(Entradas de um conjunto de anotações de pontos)
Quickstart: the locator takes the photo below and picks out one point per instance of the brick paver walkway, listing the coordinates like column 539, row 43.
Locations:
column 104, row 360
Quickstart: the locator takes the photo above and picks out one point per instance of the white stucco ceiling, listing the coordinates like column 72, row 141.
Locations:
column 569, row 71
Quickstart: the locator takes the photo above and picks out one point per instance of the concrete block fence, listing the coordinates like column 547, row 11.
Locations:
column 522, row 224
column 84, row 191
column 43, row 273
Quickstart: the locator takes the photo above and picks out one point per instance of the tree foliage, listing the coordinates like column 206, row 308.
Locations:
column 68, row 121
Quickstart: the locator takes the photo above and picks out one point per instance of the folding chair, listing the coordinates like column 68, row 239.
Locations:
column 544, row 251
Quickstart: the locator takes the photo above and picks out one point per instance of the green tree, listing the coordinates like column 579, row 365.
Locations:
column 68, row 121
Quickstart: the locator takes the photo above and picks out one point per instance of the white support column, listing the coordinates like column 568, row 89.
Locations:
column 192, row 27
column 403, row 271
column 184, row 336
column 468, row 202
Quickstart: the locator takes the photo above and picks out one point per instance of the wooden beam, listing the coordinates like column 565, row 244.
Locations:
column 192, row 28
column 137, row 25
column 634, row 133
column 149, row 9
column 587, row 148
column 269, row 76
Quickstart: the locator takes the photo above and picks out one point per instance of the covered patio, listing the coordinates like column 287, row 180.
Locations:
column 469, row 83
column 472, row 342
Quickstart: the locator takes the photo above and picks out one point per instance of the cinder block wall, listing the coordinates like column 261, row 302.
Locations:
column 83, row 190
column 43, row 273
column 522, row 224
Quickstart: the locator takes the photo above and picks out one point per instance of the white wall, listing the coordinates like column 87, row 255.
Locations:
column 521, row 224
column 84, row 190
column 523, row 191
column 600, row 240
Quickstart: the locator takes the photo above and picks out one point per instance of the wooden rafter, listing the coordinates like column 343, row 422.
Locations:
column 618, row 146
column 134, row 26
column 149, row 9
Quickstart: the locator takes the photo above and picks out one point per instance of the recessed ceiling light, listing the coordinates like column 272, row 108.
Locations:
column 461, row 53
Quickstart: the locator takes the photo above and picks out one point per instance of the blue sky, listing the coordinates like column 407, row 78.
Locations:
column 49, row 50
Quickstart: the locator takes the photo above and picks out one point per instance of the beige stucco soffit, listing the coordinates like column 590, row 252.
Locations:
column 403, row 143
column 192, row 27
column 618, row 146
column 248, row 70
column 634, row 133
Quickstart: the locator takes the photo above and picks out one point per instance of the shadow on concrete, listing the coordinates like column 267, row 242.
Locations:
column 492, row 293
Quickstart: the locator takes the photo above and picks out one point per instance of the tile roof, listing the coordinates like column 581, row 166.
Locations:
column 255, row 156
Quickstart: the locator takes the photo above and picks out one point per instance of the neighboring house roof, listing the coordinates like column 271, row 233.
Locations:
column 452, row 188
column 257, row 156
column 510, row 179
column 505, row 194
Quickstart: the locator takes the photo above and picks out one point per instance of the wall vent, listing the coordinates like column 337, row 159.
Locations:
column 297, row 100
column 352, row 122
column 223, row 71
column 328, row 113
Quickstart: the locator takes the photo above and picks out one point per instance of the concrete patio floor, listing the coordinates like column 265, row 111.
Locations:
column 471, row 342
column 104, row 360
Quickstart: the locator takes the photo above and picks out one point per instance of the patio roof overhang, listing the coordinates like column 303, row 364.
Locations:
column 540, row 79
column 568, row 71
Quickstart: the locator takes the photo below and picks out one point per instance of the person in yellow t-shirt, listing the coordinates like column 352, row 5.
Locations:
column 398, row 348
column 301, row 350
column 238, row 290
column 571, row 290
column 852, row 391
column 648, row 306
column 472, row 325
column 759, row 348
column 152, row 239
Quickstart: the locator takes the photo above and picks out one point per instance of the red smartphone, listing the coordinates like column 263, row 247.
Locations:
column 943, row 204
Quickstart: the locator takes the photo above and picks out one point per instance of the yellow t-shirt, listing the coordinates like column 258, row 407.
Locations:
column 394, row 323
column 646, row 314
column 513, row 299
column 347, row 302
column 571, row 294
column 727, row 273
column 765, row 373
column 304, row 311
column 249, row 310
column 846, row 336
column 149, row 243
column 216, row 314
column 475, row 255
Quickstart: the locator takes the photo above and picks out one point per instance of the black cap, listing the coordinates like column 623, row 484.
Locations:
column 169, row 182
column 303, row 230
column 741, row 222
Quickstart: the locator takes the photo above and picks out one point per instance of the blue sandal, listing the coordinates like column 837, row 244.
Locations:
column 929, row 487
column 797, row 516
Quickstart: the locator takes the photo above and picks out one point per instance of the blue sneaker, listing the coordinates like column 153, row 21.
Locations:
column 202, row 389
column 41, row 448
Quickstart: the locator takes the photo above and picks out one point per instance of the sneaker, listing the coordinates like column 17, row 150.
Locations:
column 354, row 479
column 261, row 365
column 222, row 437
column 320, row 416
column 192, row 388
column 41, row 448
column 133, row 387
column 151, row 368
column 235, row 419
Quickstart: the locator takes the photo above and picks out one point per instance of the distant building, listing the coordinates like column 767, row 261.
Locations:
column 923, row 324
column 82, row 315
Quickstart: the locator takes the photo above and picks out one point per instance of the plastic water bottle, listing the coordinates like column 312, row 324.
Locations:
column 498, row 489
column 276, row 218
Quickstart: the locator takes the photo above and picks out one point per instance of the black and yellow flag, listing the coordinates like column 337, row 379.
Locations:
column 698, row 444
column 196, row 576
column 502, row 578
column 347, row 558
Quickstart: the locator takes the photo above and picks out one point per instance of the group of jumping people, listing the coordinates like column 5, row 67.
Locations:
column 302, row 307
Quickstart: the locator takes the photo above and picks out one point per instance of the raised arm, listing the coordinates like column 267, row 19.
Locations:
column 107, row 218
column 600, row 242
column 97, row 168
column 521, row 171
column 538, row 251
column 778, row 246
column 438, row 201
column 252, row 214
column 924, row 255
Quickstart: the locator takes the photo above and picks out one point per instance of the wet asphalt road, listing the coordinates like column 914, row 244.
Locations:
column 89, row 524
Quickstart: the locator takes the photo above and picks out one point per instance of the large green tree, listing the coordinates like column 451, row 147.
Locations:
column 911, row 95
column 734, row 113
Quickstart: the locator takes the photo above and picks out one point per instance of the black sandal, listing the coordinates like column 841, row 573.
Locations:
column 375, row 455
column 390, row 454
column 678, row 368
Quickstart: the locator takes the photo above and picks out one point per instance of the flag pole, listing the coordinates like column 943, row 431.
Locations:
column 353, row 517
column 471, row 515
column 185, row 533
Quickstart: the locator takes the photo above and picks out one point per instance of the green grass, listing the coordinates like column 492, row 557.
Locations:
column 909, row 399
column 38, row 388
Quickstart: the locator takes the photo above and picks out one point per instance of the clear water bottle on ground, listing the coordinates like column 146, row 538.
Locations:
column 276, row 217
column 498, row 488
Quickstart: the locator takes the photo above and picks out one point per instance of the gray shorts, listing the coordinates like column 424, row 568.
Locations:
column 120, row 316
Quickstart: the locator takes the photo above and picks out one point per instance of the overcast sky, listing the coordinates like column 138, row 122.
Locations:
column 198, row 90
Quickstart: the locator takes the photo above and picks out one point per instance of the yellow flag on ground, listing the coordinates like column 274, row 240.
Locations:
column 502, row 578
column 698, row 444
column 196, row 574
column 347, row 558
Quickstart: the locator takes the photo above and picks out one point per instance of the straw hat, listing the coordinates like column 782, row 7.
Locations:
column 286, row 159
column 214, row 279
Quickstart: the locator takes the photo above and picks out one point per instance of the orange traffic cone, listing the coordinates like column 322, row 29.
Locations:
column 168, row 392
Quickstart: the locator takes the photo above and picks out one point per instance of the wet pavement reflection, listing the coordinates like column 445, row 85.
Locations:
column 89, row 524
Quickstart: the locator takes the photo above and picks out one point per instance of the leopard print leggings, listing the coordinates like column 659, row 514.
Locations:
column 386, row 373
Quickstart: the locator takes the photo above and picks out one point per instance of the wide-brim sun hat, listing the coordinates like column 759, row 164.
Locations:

TAREFA CURTA: Reescreva como tabela em Markdown as linhas do material desde o início até a linha que contém "column 544, row 251", incluindo essa linha. Use as colunas Nº e Linha, com o número da linha e o texto de cada uma, e deixe de fora as linhas em branco.

RESPOSTA ESCRITA:
| Nº | Linha |
|---|---|
| 1 | Quickstart: the locator takes the photo below and picks out one point per instance of the brick paver walkway, listing the coordinates like column 539, row 43. |
| 2 | Locations: |
| 3 | column 104, row 360 |
| 4 | Quickstart: the locator takes the photo above and picks out one point per instance of the white stucco ceiling, listing the coordinates like column 72, row 141. |
| 5 | Locations: |
| 6 | column 569, row 71 |
| 7 | Quickstart: the locator takes the photo above and picks out one point per instance of the concrete block fence, listing the coordinates like column 547, row 11. |
| 8 | Locations: |
| 9 | column 522, row 224 |
| 10 | column 84, row 191 |
| 11 | column 43, row 273 |
| 12 | Quickstart: the locator takes the photo above and picks out one point per instance of the tree foliage, listing the coordinates like column 206, row 308. |
| 13 | Locations: |
| 14 | column 68, row 121 |
| 15 | Quickstart: the locator takes the photo above and picks out one point per instance of the folding chair, listing the coordinates like column 68, row 239. |
| 16 | Locations: |
| 17 | column 544, row 251 |